Stored entries
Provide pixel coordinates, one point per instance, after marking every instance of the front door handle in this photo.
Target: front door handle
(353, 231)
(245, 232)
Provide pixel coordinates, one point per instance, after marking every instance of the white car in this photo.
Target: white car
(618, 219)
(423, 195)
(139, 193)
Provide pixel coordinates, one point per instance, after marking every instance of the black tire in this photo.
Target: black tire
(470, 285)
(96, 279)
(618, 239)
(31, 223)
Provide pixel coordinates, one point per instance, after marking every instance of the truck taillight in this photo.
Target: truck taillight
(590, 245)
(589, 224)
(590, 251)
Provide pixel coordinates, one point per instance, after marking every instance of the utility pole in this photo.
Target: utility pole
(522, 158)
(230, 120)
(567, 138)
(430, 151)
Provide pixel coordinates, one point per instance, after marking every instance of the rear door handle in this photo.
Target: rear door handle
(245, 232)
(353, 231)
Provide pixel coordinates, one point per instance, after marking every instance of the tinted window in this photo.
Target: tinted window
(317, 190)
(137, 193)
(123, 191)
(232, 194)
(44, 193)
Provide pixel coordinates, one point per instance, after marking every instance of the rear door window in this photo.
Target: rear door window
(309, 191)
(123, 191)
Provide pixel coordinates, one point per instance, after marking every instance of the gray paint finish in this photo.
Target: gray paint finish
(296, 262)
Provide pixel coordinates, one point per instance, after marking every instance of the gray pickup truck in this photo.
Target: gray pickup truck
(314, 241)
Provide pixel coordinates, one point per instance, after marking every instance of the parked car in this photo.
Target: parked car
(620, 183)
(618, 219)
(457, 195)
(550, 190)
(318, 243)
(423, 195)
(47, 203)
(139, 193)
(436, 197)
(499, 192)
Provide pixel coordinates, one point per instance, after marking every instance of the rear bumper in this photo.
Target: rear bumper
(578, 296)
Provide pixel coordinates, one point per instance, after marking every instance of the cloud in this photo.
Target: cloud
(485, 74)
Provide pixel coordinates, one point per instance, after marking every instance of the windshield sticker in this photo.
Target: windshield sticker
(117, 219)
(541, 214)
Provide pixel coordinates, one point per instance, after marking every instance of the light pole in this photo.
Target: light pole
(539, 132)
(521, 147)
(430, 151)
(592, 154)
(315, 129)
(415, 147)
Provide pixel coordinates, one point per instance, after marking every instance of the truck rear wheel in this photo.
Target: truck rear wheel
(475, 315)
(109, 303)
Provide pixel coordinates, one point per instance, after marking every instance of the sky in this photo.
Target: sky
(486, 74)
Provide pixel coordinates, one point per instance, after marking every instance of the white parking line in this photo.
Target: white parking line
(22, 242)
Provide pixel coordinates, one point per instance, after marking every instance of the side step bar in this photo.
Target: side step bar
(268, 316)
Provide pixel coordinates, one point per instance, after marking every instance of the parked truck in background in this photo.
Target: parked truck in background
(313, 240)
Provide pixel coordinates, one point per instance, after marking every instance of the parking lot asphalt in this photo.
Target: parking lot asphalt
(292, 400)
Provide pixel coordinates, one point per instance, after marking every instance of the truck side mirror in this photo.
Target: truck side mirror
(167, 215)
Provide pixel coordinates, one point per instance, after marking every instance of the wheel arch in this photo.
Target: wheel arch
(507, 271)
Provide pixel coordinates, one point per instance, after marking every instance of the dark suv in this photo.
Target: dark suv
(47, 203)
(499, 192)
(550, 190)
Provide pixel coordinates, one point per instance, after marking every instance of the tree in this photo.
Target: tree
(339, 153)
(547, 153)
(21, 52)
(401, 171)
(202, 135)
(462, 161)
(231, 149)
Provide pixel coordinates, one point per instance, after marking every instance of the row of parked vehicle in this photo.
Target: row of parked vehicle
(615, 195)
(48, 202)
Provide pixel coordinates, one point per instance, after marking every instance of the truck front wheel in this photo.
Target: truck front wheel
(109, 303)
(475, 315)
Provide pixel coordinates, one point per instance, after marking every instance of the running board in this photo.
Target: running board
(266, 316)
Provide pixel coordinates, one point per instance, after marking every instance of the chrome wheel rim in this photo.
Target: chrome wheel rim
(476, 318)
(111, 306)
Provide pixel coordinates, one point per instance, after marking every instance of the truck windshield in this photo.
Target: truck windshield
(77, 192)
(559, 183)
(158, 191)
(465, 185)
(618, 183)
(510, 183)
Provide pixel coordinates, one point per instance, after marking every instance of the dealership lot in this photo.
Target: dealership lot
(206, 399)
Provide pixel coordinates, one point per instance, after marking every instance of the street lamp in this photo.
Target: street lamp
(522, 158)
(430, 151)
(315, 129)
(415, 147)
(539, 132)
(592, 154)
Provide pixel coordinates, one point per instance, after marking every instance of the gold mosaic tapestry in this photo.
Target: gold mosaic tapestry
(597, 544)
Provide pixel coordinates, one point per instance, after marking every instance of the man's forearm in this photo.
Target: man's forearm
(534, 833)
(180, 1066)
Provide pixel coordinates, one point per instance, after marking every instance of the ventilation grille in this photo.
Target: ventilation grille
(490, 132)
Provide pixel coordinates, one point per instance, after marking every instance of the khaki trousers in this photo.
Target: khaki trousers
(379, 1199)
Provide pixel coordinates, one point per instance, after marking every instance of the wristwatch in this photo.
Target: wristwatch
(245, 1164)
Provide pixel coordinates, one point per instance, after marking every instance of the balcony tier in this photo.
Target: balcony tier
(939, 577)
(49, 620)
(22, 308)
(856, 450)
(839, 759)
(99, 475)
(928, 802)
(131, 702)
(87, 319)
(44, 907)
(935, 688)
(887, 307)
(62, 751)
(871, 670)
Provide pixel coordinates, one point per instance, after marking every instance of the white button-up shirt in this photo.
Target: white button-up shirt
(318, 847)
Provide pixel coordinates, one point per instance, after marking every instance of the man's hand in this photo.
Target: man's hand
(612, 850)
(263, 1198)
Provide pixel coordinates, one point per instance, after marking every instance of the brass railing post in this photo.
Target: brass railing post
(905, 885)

* [ASSIGNMENT]
Copy each record from above without leaving any out.

* [SOLUTION TO THIS PROBLEM]
Provide pixel coordinates, one point per instance, after marking every instance of the front door handle in this photo.
Target: front door handle
(353, 231)
(245, 232)
Provide pixel coordinates, one point per instance, after marking every instance of the white car in this photo.
Target: white car
(618, 219)
(423, 195)
(139, 193)
Provide pixel coordinates, one point per instance, after marking every instance of the black tire in this photo.
Target: black tire
(470, 285)
(96, 279)
(618, 239)
(31, 223)
Provide pixel coordinates, one point per instance, after marking every instance of the truck taillight in this photo.
Target: truck taillight
(590, 245)
(589, 224)
(590, 251)
Provide pixel coordinates, one point per instance, after marking every instance of the utility pole in this photo.
Target: utility pole
(522, 158)
(230, 120)
(567, 138)
(430, 151)
Provide pixel coordinates, one point per instance, after marking every instance of the rear door handle in this photo.
Target: rear door handle
(245, 232)
(353, 231)
Provide pixel coordinates, one point per instance, after marking every instance of the tinted window in this photo.
Target: tinted window
(317, 190)
(137, 193)
(123, 191)
(232, 194)
(44, 193)
Provide pixel coordinates, one point per instance, after marking every instance of the rear door window in this photo.
Target: rear door window
(309, 191)
(123, 191)
Provide pixel coordinates, one point per instance, after marking every instance of the gray paint finish in this photo.
Target: gray paint finish
(296, 262)
Provide pixel coordinates, one point per instance, after marking every instance of the gray pickup truck in this photo.
Target: gray pickup truck
(314, 241)
Provide pixel coordinates, one point per instance, after marking every instance of the parked car in this photo.
Target: parked car
(620, 183)
(618, 219)
(457, 195)
(550, 190)
(318, 243)
(423, 195)
(47, 203)
(139, 193)
(436, 197)
(499, 192)
Provide pixel coordinates, one point per instance, after marking every instance of the rear bumper in this photo.
Target: rear bumper
(578, 296)
Provide pixel coordinates, one point per instance, after marking every instance of the cloud in this photo.
Target: cloud
(485, 74)
Provide pixel coordinates, one point per instance, after marking every instance of the windshield sticker in this photo.
Target: windshield sticker
(117, 219)
(541, 214)
Provide pixel coordinates, one point per instance, after marking every instance of the light pole in this photo.
Target: light pole
(539, 132)
(521, 147)
(430, 151)
(592, 154)
(315, 129)
(415, 147)
Provide pixel coordinates, one point per instance, after marking every instance of the truck rear wheel in this photo.
Target: truck rear wheel
(475, 315)
(109, 303)
Provide pixel coordinates, one point per instance, after marking every instance of the sky in this photo.
Target: sky
(486, 74)
Provide pixel coordinates, one point per instance, after marking every instance of the white parking line in this photo.
Target: white parking line
(22, 242)
Provide pixel coordinates, one point per instance, after marking every instance of the side step bar in this photo.
Target: side step bar
(268, 316)
Provide pixel coordinates, one point per instance, after marking every instance of the parked truck in background in this photo.
Target: parked truck in background
(313, 240)
Provide pixel coordinates, one point per instance, after marking every instance of the parking lot asphalt in this photo.
Target: parking lot asphalt
(292, 400)
Provide pixel coordinates, one point per instance, after marking every instance of the truck side mirror in this photo.
Target: truck side mirror
(167, 215)
Provide pixel coordinates, one point per instance, after marking every instance of the wheel arch in this photo.
Target: wheel arch
(507, 271)
Provide pixel coordinates, one point per instance, after marking every instance of the dark suv in this photo.
Target: dark suv
(47, 203)
(499, 192)
(550, 190)
Provide pixel coordinates, one point per instance, after marking every instance of the tree in this photo.
Target: tree
(339, 153)
(547, 153)
(21, 52)
(401, 171)
(202, 135)
(462, 161)
(231, 149)
Provide pixel coordinates, one point per instance, after marking every instance of the row of parked vehicle in this photo.
Target: row of parked vehicle
(615, 195)
(48, 202)
Provide pixel coordinates, one point per instance, after marking every instance of the truck front wheel in this photo.
Target: truck front wheel
(109, 303)
(475, 315)
Provide pixel coordinates, one point per instance, after marking every instance of the running board in this photo.
Target: running board
(266, 316)
Provide pixel coordinates, one point per instance, after marking every instance of the chrome wheel rim in this photo.
Target: chrome wheel rim
(476, 318)
(111, 306)
Provide pixel coordinates, one point per instance, after marking every instance of the truck windshield in this photo.
Target: truck windshield
(77, 192)
(559, 183)
(158, 191)
(465, 185)
(618, 183)
(510, 183)
Provide pixel coordinates, one point per instance, after marking every instance of the dealership lot in this photo.
Target: dealership lot
(206, 399)
Provide pixel coordinates, one point per instance, after marking every instance of the street lamp in this photo.
Target: street lamp
(522, 158)
(430, 151)
(315, 129)
(415, 147)
(539, 132)
(592, 154)
Provide pixel coordinates, one point per instance, after marking every instance of the gold mosaic tapestry in this photo.
Target: gold mosaic tapestry
(597, 544)
Provide pixel coordinates, one point per instance, after marking every instance of the man's forearm in this photo.
Target: man's forearm
(534, 833)
(180, 1066)
Provide pixel coordinates, one point per instance, after marking every instance of the ventilation grille in this photo.
Target: ventilation grille
(490, 132)
Provide pixel coordinates, one point per instance, after marking every instance of the khaki trousers in this photo.
Target: khaki trousers
(379, 1199)
Provide pixel coordinates, one point per instance, after marking every instance of the wristwatch in this photo.
Target: wristwatch
(245, 1164)
Provide pixel coordinates, one point per instance, after marking every instance of the balcony tier in this photo.
Target: balcony tier
(939, 577)
(49, 620)
(22, 308)
(856, 450)
(839, 759)
(99, 475)
(928, 802)
(131, 702)
(87, 319)
(44, 907)
(935, 688)
(887, 307)
(62, 751)
(871, 670)
Provide pixel coordinates, one point per instance, after marking every instance of the white button-up shirt in this photo.
Target: white button-up shirt
(318, 847)
Provide pixel coordinates, one point per instance, after marking every instance of the man's hand in this photo.
Target: man's hand
(612, 850)
(263, 1198)
Provide pixel coordinates, one point per instance, after marking every instance of the brass railing post in this photo.
Target: brass railing post
(905, 885)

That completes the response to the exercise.